- [TASK STATEMENT]
Lay out all of the data below as a numbered list, skipping any blank lines and leaving out the pictures.

- [RAW RECORDS]
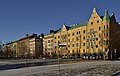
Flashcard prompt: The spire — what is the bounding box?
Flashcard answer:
[105,10,108,16]
[103,10,110,20]
[93,6,96,12]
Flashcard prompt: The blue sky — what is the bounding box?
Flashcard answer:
[0,0,120,43]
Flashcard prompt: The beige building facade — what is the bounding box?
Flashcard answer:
[43,7,120,59]
[4,34,43,58]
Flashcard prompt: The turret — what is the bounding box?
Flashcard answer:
[103,10,110,21]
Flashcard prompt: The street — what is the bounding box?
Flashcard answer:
[0,61,120,76]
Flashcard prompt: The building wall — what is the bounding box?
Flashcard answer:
[44,7,120,59]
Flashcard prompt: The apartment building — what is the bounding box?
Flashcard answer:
[43,7,120,59]
[4,34,43,58]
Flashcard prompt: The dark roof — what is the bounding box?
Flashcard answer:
[46,22,88,35]
[70,22,88,30]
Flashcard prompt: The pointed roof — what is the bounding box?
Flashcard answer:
[93,6,96,12]
[103,10,110,20]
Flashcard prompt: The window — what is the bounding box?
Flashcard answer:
[72,33,74,36]
[99,27,101,30]
[90,28,94,33]
[79,31,80,34]
[72,44,74,47]
[68,39,70,42]
[72,38,74,41]
[76,43,79,47]
[76,37,79,41]
[106,33,108,36]
[96,45,98,48]
[83,36,85,40]
[88,36,90,39]
[88,42,90,46]
[106,25,108,29]
[72,50,74,53]
[97,20,99,23]
[68,45,70,47]
[91,22,93,25]
[96,38,98,41]
[83,30,85,33]
[99,34,101,37]
[83,43,85,46]
[68,34,70,36]
[58,36,60,38]
[76,32,79,35]
[48,40,50,43]
[104,25,105,29]
[83,49,85,52]
[55,37,56,39]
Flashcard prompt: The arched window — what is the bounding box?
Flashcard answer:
[106,25,108,29]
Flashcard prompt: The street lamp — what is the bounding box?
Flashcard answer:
[25,52,28,67]
[114,49,116,60]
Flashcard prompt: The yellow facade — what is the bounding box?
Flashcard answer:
[43,7,119,59]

- [RESPONSE TO THE EXERCISE]
1. Flashcard prompt: The spire — what is the bounding box?
2. Flashcard answer:
3. [105,10,108,16]
4. [103,10,110,20]
5. [93,6,96,12]
6. Flashcard prompt: The blue sky — what is the bounding box?
7. Flashcard answer:
8. [0,0,120,43]
9. Flashcard prompt: The beige building facade — what is the bounding box?
10. Flashcard answer:
11. [43,7,120,59]
12. [4,34,43,58]
13. Flashcard prompt: The turret — what is the bounding box?
14. Flashcard answer:
15. [103,10,110,21]
16. Flashcard prompt: The street — what is the bounding box?
17. Flashcard answer:
18. [0,61,120,76]
19. Flashcard prompt: The building wall — what is the bounding box?
20. Flashcard answer:
21. [44,7,120,59]
22. Flashcard prompt: The apartment building — what is the bounding box?
23. Flashcard answer:
24. [43,7,120,59]
25. [4,34,43,58]
26. Flashcard prompt: The dark roof — what is the bounding box?
27. Flashcard answer:
28. [46,22,88,35]
29. [70,22,88,30]
30. Flashcard prompt: The pointed roof — what is the bounding box?
31. Flashcard answer:
32. [93,6,96,12]
33. [103,10,110,20]
34. Flashcard prompt: The window — what is the bounding box?
35. Flashcard answer:
36. [72,33,74,36]
37. [99,27,101,30]
38. [90,28,94,33]
39. [79,31,80,34]
40. [72,44,74,47]
41. [68,39,70,42]
42. [72,38,74,41]
43. [76,43,79,47]
44. [76,37,79,41]
45. [106,33,108,36]
46. [96,45,98,48]
47. [83,36,85,40]
48. [88,36,90,39]
49. [88,42,90,46]
50. [106,25,108,29]
51. [72,50,74,53]
52. [97,20,99,23]
53. [68,45,70,47]
54. [91,22,93,25]
55. [96,38,98,41]
56. [83,30,85,33]
57. [99,34,101,37]
58. [83,43,85,46]
59. [68,34,70,36]
60. [58,36,60,38]
61. [76,32,79,35]
62. [48,40,50,43]
63. [104,25,105,29]
64. [83,49,85,52]
65. [55,37,56,39]
66. Flashcard prompt: The arched window — what is the bounding box?
67. Flashcard answer:
68. [106,25,108,29]
69. Flashcard prompt: The street lamp — what is the bounding box?
70. Flashcard answer:
71. [25,52,28,67]
72. [114,49,116,60]
73. Flashcard prompt: The yellow facade — what is the bounding box?
74. Flashcard answer:
75. [43,7,119,59]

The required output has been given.